▶ _TEXTO_:
* * *
Tudo começa a ser aprendido já na gravidez e segue com aulas intensivas, 24 horas por dia, para o resto da vida depois que seu filho nasce
Texto Cíntia Marcucci. Reportagem Ana Paula Pontes e Simone Tinti. Fotos Gustavo Lacerda
Final da quarta temporada deSex and the City. Na penúltima cena, Carrie chega ao hospital para visitar Miranda, que acabara de dar à luz. Na maternidade, ela segura o bebê e sua voz diz ao fundo. “E assim a vida chega e as coisas começam a mudar”. Então ela devolve o bebê Brady aos braços da mãe, que fala: “É esquisito. É como se, de repente, tivessem colocado uma girafa nesse quarto”.
A frase traduz o sentimento de Miranda. Ela acaba de ser contratada oficialmente para um cargo que não faz ideia de como exercer, o de mãe. Mesmo assim, sente que aquilo é muito grande, muito importante e vai ocupar um espaço tremendo da sua vida. Como uma girafa que mal cabe dentro de um ambiente fechado.
Por mais esperado que seja um bebê, é quase certeza que você e toda mãe se pegaram – ou se pegarão – pensando como Miranda: “E o que eu faço agora?” Ao longo do resto da vida essa mesma pergunta se repetirá milhares de vezes, nem sempre com resposta. O questionamento faz parte da maternidade, uma coisa tão dinâmica quanto viver em si, que muda constantemente e com a qual você aprende a lidar dia após dia.
* * *
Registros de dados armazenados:
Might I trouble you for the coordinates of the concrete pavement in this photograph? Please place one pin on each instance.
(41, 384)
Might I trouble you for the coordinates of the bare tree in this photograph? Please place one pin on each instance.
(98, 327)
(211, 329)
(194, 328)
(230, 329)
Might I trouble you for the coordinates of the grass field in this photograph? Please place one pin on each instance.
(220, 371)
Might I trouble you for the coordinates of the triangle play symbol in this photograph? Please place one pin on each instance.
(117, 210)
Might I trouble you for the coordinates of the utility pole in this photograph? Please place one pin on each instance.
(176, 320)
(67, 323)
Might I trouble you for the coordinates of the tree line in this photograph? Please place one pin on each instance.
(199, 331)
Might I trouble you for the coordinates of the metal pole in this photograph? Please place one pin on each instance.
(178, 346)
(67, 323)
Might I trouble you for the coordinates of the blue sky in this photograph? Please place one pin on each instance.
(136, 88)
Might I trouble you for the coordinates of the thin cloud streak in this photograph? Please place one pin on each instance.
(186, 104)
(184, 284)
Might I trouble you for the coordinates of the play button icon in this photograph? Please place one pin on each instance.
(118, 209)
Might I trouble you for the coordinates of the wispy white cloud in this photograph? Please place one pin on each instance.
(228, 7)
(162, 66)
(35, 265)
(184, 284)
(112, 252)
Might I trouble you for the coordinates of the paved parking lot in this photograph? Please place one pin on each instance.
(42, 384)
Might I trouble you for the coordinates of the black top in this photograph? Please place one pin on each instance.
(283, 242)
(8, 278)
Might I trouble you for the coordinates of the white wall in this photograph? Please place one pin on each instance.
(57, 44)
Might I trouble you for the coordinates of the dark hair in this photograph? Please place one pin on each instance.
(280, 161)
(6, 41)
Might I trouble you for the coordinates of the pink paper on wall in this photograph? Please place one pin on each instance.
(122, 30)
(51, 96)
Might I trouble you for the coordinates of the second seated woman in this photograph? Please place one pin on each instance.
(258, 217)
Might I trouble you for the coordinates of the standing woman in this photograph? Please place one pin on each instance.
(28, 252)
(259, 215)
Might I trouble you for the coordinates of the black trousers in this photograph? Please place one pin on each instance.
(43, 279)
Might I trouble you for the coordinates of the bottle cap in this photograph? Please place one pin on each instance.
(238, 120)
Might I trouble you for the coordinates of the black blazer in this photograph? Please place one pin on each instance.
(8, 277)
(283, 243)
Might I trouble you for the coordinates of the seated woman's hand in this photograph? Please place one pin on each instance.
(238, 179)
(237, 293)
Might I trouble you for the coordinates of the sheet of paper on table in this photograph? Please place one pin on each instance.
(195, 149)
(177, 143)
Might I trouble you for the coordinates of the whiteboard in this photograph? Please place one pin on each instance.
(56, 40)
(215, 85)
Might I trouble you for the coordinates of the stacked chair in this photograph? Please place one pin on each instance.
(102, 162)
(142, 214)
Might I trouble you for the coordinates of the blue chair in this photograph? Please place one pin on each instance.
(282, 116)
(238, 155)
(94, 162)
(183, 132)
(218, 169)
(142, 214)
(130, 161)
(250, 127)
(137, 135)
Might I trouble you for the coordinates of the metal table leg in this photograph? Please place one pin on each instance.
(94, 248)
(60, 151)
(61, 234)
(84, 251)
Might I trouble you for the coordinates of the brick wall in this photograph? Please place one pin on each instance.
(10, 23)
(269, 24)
* * *
▶ _O QUE FAZER_: Reproduza na íntegra o texto sobre o aprendizado da maternidade, sem nenhuma alteração.

▶ _RESPOSTA ESPERADA_:
Tudo começa a ser aprendido já na gravidez e segue com aulas intensivas, 24 horas por dia, para o resto da vida depois que seu filho nasce
Texto Cíntia Marcucci. Reportagem Ana Paula Pontes e Simone Tinti. Fotos Gustavo Lacerda
Final da quarta temporada deSex and the City. Na penúltima cena, Carrie chega ao hospital para visitar Miranda, que acabara de dar à luz. Na maternidade, ela segura o bebê e sua voz diz ao fundo. “E assim a vida chega e as coisas começam a mudar”. Então ela devolve o bebê Brady aos braços da mãe, que fala: “É esquisito. É como se, de repente, tivessem colocado uma girafa nesse quarto”.
A frase traduz o sentimento de Miranda. Ela acaba de ser contratada oficialmente para um cargo que não faz ideia de como exercer, o de mãe. Mesmo assim, sente que aquilo é muito grande, muito importante e vai ocupar um espaço tremendo da sua vida. Como uma girafa que mal cabe dentro de um ambiente fechado.
Por mais esperado que seja um bebê, é quase certeza que você e toda mãe se pegaram – ou se pegarão – pensando como Miranda: “E o que eu faço agora?” Ao longo do resto da vida essa mesma pergunta se repetirá milhares de vezes, nem sempre com resposta. O questionamento faz parte da maternidade, uma coisa tão dinâmica quanto viver em si, que muda constantemente e com a qual você aprende a lidar dia após dia.